[Task to carry out] Copy out every entry, keeping each character the same.

[Records from a collection]
-- -- --
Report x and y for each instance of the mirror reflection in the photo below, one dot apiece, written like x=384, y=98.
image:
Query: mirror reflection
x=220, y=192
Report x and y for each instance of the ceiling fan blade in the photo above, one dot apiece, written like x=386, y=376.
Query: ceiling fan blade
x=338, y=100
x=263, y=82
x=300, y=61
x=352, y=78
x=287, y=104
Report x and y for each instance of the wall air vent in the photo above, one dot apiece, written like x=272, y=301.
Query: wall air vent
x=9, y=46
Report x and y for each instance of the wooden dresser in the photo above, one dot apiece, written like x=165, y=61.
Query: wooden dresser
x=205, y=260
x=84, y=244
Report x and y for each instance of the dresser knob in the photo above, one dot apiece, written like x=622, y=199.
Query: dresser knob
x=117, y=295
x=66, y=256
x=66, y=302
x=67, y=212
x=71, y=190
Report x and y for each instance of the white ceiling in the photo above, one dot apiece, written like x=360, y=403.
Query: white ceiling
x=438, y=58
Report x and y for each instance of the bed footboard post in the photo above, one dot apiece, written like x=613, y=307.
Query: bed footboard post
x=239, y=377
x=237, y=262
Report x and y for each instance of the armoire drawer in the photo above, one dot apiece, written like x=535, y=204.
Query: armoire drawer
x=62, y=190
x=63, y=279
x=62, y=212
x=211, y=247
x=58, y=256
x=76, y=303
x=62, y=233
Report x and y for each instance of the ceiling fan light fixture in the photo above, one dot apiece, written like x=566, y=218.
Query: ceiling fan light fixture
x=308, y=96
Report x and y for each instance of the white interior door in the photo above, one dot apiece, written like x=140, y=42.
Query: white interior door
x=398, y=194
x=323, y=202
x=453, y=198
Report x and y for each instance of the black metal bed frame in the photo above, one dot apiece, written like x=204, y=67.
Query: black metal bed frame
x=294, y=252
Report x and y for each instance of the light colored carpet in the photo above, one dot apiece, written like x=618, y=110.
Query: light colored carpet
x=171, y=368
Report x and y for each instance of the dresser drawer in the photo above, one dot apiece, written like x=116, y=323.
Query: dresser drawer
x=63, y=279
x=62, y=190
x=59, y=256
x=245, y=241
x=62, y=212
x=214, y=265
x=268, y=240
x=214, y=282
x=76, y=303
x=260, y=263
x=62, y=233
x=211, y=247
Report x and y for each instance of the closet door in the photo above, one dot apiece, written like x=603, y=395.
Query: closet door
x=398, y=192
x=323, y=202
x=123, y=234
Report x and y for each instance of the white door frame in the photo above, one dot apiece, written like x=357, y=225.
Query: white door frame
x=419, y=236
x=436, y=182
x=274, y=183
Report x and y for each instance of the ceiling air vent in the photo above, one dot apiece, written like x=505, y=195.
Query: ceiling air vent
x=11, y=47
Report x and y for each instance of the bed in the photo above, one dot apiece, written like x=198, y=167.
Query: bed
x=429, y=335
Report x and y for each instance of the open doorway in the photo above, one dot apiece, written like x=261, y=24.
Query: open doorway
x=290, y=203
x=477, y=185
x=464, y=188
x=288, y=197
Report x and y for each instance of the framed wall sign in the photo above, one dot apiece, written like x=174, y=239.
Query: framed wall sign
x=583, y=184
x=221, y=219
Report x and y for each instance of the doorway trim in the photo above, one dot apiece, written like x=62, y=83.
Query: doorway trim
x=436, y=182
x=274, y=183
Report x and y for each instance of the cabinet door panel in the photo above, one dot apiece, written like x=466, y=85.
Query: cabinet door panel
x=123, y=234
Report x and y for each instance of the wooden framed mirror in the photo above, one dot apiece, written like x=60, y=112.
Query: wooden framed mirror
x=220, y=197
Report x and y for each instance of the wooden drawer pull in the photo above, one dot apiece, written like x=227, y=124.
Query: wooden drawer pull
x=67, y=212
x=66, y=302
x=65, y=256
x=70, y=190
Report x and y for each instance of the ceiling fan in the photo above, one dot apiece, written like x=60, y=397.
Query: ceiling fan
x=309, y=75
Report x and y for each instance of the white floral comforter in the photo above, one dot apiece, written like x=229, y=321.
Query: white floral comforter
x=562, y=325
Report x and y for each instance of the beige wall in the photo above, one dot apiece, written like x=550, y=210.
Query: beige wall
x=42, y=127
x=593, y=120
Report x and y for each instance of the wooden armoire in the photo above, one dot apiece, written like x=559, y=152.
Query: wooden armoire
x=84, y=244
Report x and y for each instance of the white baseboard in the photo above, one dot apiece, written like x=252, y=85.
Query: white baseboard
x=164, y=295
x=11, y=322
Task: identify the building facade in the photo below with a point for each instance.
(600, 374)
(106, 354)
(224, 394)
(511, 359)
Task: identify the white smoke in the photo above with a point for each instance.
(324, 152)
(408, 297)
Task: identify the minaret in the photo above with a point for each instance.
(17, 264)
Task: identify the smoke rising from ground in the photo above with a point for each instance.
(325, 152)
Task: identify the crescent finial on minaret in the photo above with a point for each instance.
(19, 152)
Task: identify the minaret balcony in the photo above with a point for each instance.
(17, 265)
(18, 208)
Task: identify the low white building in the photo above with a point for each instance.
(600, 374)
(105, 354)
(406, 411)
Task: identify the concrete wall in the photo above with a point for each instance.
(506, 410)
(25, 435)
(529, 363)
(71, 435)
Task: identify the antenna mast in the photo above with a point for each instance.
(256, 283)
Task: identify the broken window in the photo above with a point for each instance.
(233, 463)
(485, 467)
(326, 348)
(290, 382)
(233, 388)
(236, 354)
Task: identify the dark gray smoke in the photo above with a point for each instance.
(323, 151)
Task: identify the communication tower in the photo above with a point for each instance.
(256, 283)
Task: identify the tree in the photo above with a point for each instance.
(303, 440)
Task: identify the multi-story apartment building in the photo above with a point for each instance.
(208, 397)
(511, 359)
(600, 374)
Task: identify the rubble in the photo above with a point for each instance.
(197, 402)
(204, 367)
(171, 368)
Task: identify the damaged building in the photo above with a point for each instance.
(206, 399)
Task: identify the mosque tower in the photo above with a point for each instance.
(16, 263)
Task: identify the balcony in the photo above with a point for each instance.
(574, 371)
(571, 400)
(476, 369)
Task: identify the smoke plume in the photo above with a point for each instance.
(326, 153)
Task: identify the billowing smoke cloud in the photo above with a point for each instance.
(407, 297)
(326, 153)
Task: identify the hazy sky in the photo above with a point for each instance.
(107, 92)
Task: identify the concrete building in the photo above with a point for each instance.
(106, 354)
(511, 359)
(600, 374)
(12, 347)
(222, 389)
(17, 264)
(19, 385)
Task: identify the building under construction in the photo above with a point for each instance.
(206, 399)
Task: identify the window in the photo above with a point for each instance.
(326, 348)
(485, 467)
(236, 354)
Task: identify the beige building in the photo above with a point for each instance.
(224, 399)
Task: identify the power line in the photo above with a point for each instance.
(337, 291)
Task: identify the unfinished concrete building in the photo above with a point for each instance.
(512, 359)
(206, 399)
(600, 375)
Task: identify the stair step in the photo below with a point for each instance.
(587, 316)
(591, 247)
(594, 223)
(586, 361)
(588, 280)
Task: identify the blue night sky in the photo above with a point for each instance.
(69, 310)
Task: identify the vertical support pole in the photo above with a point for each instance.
-- -- --
[Response to the task]
Report x and y for each instance of the mirror reflection in the photo below, one dot apiece, written like x=384, y=98.
image:
Query: mirror reflection
x=220, y=192
Report x and y for each instance of the ceiling fan blade in the photo above, one dot apiece, written like x=386, y=376.
Query: ceiling fan blade
x=338, y=100
x=263, y=82
x=300, y=61
x=352, y=78
x=287, y=104
Report x and y for each instance of the wall air vent in the photo above, one dot apiece, written like x=272, y=301.
Query: wall air vent
x=9, y=46
Report x and y for each instance of the wooden dresser in the photo above, one dot apiece, written like x=165, y=61.
Query: wooden dresser
x=205, y=260
x=84, y=244
Report x and y for each instance of the dresser knob in the photo above, one dot apiece, written like x=622, y=199.
Query: dresser knob
x=117, y=295
x=66, y=256
x=66, y=302
x=67, y=212
x=71, y=190
Report x and y for each instance of the white ceiling in the photo above, one dot apiece, written like x=360, y=403.
Query: white ceiling
x=438, y=58
Report x and y for each instance of the bed footboard post in the photo above, one dot apiece, written like x=613, y=307.
Query: bed footboard post
x=239, y=377
x=237, y=262
Report x and y for each instance of the armoire drawer in the photo above, one dot apiece, written like x=535, y=204.
Query: armoire drawer
x=62, y=190
x=63, y=279
x=62, y=212
x=211, y=247
x=58, y=256
x=76, y=303
x=62, y=233
Report x and y for each instance of the ceiling fan light fixture in the photo above, one dot apiece, written like x=566, y=218.
Query: ceiling fan light fixture
x=308, y=96
Report x and y for each instance of the white interior door in the photo above, one dot apiece, written like x=140, y=42.
Query: white interior door
x=398, y=194
x=323, y=202
x=453, y=198
Report x and y for each instance of the black metal bed frame in the photo above, one dot apiece, written like x=204, y=67.
Query: black metal bed frame
x=294, y=252
Report x and y for each instance of the light colored carpet in the photo above, one dot apiece, written like x=618, y=110.
Query: light colored carpet
x=171, y=368
Report x and y for each instance of the dresser drawer in the photo above, one dot apiece, written like x=116, y=323.
Query: dresser drawer
x=63, y=279
x=62, y=190
x=59, y=256
x=245, y=241
x=62, y=212
x=214, y=265
x=268, y=240
x=214, y=282
x=76, y=303
x=260, y=263
x=62, y=233
x=211, y=247
Report x and y for each instance of the closet door in the photo above, one dot apiece, written like x=603, y=395.
Query: closet door
x=398, y=192
x=323, y=202
x=123, y=234
Report x and y for each instance of the white door frame in the photo above, one dot apiece, written like x=357, y=225.
Query: white door frame
x=419, y=236
x=436, y=182
x=274, y=183
Report x and y for each instance of the ceiling air vent in the photo above, one dot apiece, written like x=505, y=195.
Query: ceiling air vent
x=11, y=47
Report x and y for each instance of the bed in the photo above, one dot apiece, written like x=198, y=167.
Query: bed
x=429, y=335
Report x and y for each instance of the open doorway in the photo above, one dot apiece, written like x=261, y=24.
Query: open doorway
x=290, y=203
x=477, y=185
x=464, y=188
x=288, y=197
Report x and y for each instance of the framed wall sign in the photo above, one dot apiece, written like x=174, y=239.
Query: framed wall sign
x=583, y=184
x=221, y=219
Report x and y for each instance of the doorway trim in the photo above, one dot apiece, written like x=62, y=83.
Query: doorway trim
x=436, y=182
x=274, y=183
Report x and y for each instance of the cabinet door panel in the photo above, one dot apiece, written like x=466, y=85.
Query: cabinet door panel
x=123, y=234
Report x and y for each instance of the wooden framed mirror in the photo above, one dot apiece, written like x=60, y=112.
Query: wooden framed mirror
x=220, y=197
Report x and y for each instance of the wooden drawer pull in the photo above, one dot apiece, written like x=227, y=124.
Query: wooden drawer pull
x=67, y=212
x=66, y=302
x=65, y=256
x=70, y=190
Report x and y for each instance of the ceiling fan in the photo above, one dot apiece, written like x=60, y=397.
Query: ceiling fan
x=309, y=75
Report x and y for each instance of the white floral comforter in the photo above, one dot apiece, written like x=229, y=321.
Query: white floral comforter
x=562, y=325
Report x and y for each instance of the beige wall in the photo above, one dot apiece, written like x=550, y=210.
Query: beige wall
x=42, y=127
x=593, y=120
Report x and y for each instance of the wooden armoire in the photo above, one dot apiece, written like x=559, y=152.
Query: wooden armoire
x=84, y=244
Report x and y for each instance of the white baseboard in the photo above, one dot apiece, written like x=252, y=85.
Query: white baseboard
x=164, y=295
x=11, y=322
Task: identify the building facade in the photo below with a point for each instance.
(600, 374)
(106, 354)
(224, 394)
(511, 359)
Task: identify the white smoke in the photo above with a point for each instance.
(324, 152)
(408, 297)
Task: identify the minaret in the photo above with a point for each instance.
(17, 264)
Task: identify the smoke rising from ground in the photo above with a point for each instance.
(325, 152)
Task: identify the crescent finial on minaret in the photo above with a point for each instance.
(19, 152)
Task: identify the minaret balcony in the photo above with a point for each instance.
(17, 265)
(18, 208)
Task: identify the low white building in the photo above with a point for each instance.
(600, 374)
(105, 354)
(406, 411)
Task: identify the concrete wall in the photo above with a point for each instance.
(506, 410)
(25, 435)
(529, 363)
(71, 435)
Task: identify the antenna mast in the photo above with a point for each instance.
(256, 283)
Task: identify the broken window in the photo above with a point for each instance.
(233, 463)
(485, 467)
(326, 348)
(290, 382)
(233, 388)
(236, 354)
Task: identify the dark gray smoke in the photo above with a point for each instance.
(323, 151)
Task: identify the communication tower in the photo above with a point for each instance.
(256, 283)
Task: identify the tree in the photo above with a point for each instance.
(303, 440)
Task: identify the multi-story apartment building in the photo above with a point for each instance.
(208, 397)
(511, 359)
(600, 374)
Task: identify the rubble in the photo above with a point for each instance.
(197, 402)
(204, 367)
(171, 368)
Task: identify the damaged building in the photo above with a point for each instance.
(206, 399)
Task: identify the mosque tower in the photo above with a point for each instance.
(16, 263)
Task: identify the balcony in the photo above with a point for each instance.
(574, 371)
(571, 400)
(476, 369)
Task: identify the smoke plume in the photo above with a point for each instance.
(326, 153)
Task: identify the billowing smoke cloud in the photo above with a point for each instance.
(407, 297)
(326, 153)
Task: identify the hazy sky in the photo above with a point for each instance.
(107, 92)
Task: identify the concrete building in the photo above with a point for each instance.
(106, 354)
(511, 359)
(600, 374)
(12, 347)
(222, 389)
(17, 264)
(19, 385)
Task: identify the building under construction in the photo above with a point for each instance.
(206, 399)
Task: identify the window in the photo above with a point for each instance.
(326, 348)
(485, 467)
(236, 354)
Task: identify the beige building in the photo above with a point for each instance.
(224, 399)
Task: identify the power line in the photo above with a point for each instance.
(337, 291)
Task: identify the unfinished concrete building in the photo above with a point for each instance.
(512, 359)
(206, 399)
(600, 375)
Task: identify the stair step in the photo below with a point for each instance.
(587, 316)
(591, 247)
(594, 223)
(586, 361)
(588, 280)
Task: identify the blue night sky in the photo above with a point for each instance.
(69, 310)
Task: identify the vertical support pole in the photo above with a point for each instance.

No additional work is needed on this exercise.